- **Written tasks**
(a) In the forum thread about Ruben Patterson below, translate this sentence into Spanish: "Guys like Tyson Chandler and Darius Miles are rising stars, not Ruben Patterson."
(b) Quote word for word the part of the Ruben Patterson forum thread below that runs from "Ruben is a rising" to "(Jul 24, 2002)".

# ruben patterson



## Tom (Jul 15, 2002)

he was a big dissapointment last year ...he has no shooting ability. I don't think coach likes him.


----------



## TheOrigiBulls (Jun 27, 2002)

more insight please


----------



## Tom (Jul 15, 2002)

he has no jumper and His minutes were such that i don't think Coach was happy with his play. He would go stretch where he wouldn't even play. I think he needs to develop atleast some kind of shot to play for this team. If he does he is a top15 player. he can drive by and post up anyone at his position.


----------



## tmacizgod (Jul 18, 2002)

at first i hated ruben.. but as the season wore on, i realized he's absolutly 100% pure energy off the bench. so what if he can't shoot, he's good enough to start for a lot of teams, which means as a bench player, he kills the other guys on the floor. he out powers each guy taht guards him by posting up the shorter players or using his quickness to get by the bigger SFs. he's good for portland, better than pip.. i hate that guy with a passion!


----------



## spartansfan223 (Jul 29, 2002)

Ruben Patterson is a rising star. He is inconsistent in his offensive efforts, but plays aggressive defensive. I truly do not think he should be calling himself the "Kobe" stopper though because the Lakers beat them once again in the playoffs.


----------



## allenive21 (Jul 28, 2002)

> Originally posted by <b>spartansfan223</b>!
> Ruben Patterson is a rising star. He is inconsistent in his offensive efforts, but plays aggressive defensive. I truly do not think he should be calling himself the "Kobe" stopper though because the Lakers beat them once again in the playoffs.


Ruben is a rising star? He is 27 and his game is declining with his minutes if anything. The best numbers that he put up in Seattle was 13 ppg, 5 rpg, and 1.4 steals in 27.1 mpg. This past year he put up 11.2 ppg, 4 rpg, and 1.1 steals in 23.5 mpg. Now I would like to hear on how Ruben is becoming a rising star in the NBA. Guys like Tyson Chandler and Darius Miles are rising stars, not Ruben Patterson.


----------



## TheRealist (Jul 24, 2002)

I think Kobe described Ruben the best when he said "he is a garbage player who gets garbage points." Patterson is a serious headcase and should be behind bars. :upset:


----------



## Sir I Gotta Go (Jul 7, 2002)

What did he do to deserve to be in jail?


----------



## ScottVdub (Jul 9, 2002)

> Originally posted by <b>Malakian</b>!
> What did he do to deserve to be in jail?


Patterson either raped his kids babysitter or made an attempt to rape her. This is the reason why seattle released him. Personally I was happy with pattersons performance last year, he brought good energy off the bench and there is nothing shabby about 11 points when you arent starting. Theres plenty of starters in this league who dont put up those numbers.


----------

- **Given information**
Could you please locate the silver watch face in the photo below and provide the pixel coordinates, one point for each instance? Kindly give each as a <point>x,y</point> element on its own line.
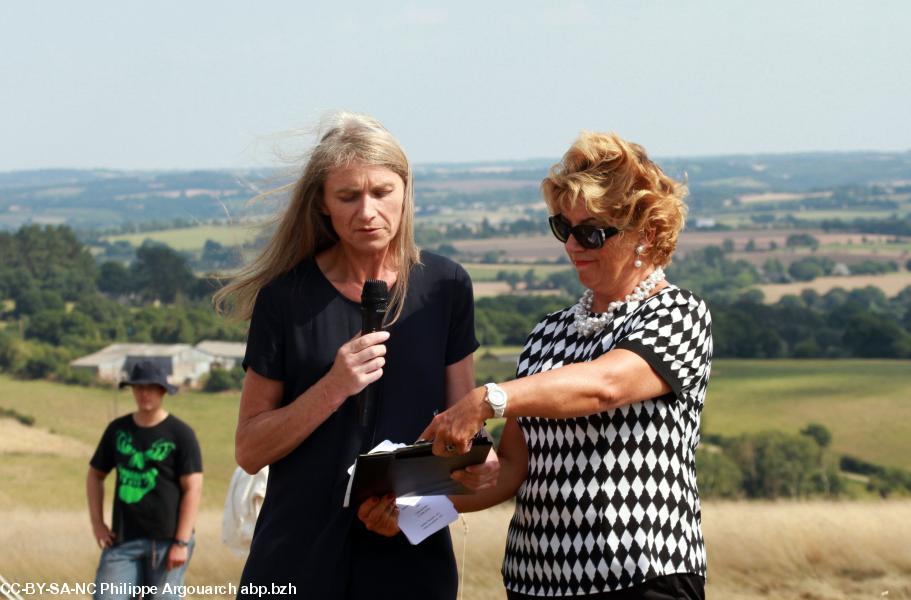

- **Responses to the exercise**
(a) Jugadores como Tyson Chandler y Darius Miles son estrellas en ascenso, no Ruben Patterson.

(b)
Ruben is a rising star? He is 27 and his game is declining with his minutes if anything. The best numbers that he put up in Seattle was 13 ppg, 5 rpg, and 1.4 steals in 27.1 mpg. This past year he put up 11.2 ppg, 4 rpg, and 1.1 steals in 23.5 mpg. Now I would like to hear on how Ruben is becoming a rising star in the NBA. Guys like Tyson Chandler and Darius Miles are rising stars, not Ruben Patterson.


----------



## TheRealist (Jul 24, 2002)